--- Exercise description ---
In the material below, rewrite the lines starting at the line that contains "Exercise. Put one marker on every instance of the front" and ending at the line that contains "Target: asphalt road", changing every "marker" to "dot" and leaving everything else as it is.

— start Dataset —

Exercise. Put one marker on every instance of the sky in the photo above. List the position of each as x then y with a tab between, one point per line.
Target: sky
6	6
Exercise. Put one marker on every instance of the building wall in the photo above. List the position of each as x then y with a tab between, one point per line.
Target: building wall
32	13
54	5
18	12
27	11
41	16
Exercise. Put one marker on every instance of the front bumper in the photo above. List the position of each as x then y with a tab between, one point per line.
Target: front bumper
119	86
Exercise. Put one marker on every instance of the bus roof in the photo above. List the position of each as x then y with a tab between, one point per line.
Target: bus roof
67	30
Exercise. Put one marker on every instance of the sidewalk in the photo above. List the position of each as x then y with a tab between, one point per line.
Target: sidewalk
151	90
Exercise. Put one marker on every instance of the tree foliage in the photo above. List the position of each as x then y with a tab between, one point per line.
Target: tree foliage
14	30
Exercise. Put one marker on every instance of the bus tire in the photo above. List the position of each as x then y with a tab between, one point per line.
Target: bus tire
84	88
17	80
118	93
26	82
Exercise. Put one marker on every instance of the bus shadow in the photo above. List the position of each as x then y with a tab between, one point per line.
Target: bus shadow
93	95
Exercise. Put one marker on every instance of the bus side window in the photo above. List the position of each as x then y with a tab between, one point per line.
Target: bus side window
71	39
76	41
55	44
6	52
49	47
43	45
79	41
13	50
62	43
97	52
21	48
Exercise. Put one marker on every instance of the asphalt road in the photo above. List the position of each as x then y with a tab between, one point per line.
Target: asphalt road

— end Dataset —
— start Dataset —

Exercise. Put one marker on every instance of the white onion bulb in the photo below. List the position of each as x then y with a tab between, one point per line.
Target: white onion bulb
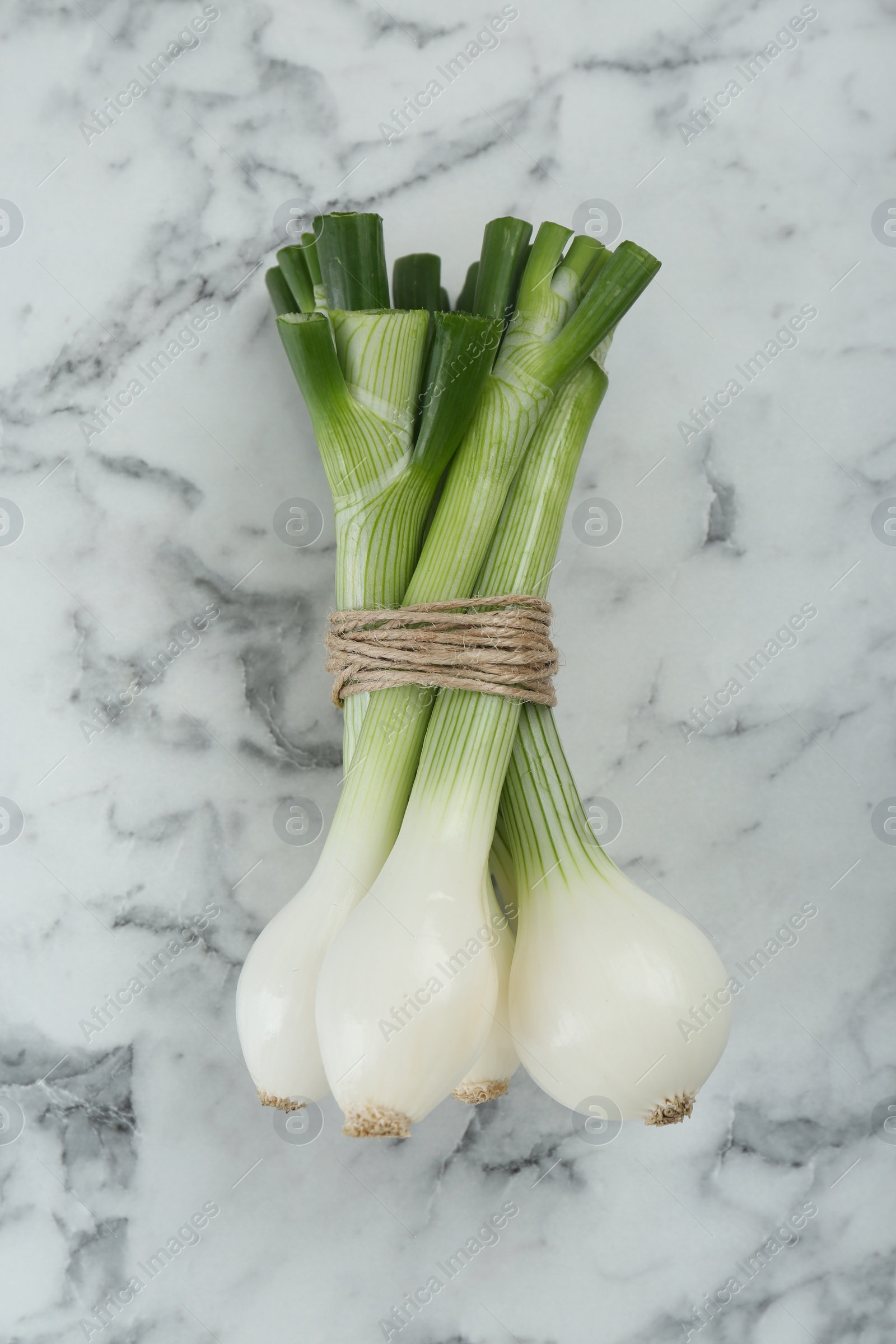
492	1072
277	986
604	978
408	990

— end Dataset —

--- Output for this exercise ---
Exercise. Put one dot on every instance of the front bumper in the photo above. List the position of each as x then y with a tab between, one point per line.
Target: front bumper
119	86
Exercise. Put one dot on every instance of the bus roof in the photo above. List the position of each as x then y with a tab between, one point per line.
Target: bus roof
67	30
Exercise. Put one dot on every instance of the sidewalk in the photo above. List the position of each as x then y with a tab between, one point per line.
Target: sidewalk
151	90
Exercise. Put one dot on every instance of the tree foliage in the photo above. List the position of each as x then y with a tab between, one point per line.
Target: tree foliage
14	30
Exercise. Put one dot on every instance of the bus tire in the photo above. List the position of each as x then y with a tab between, one point per line.
Target: bus tire
84	88
17	80
118	93
26	82
Exercise. Put one dot on every instance of the bus shadow in the photo above. List the position of each as x then y with a tab between, one point per line.
Target: bus shadow
93	95
Exercise. Put one dot on every instance of the bus side window in the photo above. List the position of each as x then y with a tab between, one point per line.
Target: bus side window
71	39
76	41
55	44
6	52
49	47
43	45
79	41
13	50
62	43
97	52
21	48
Exercise. Put one dot on every instance of the asphalt road in the photo above. List the position of each as x then y with a tab between, one point per line.
Target: asphalt road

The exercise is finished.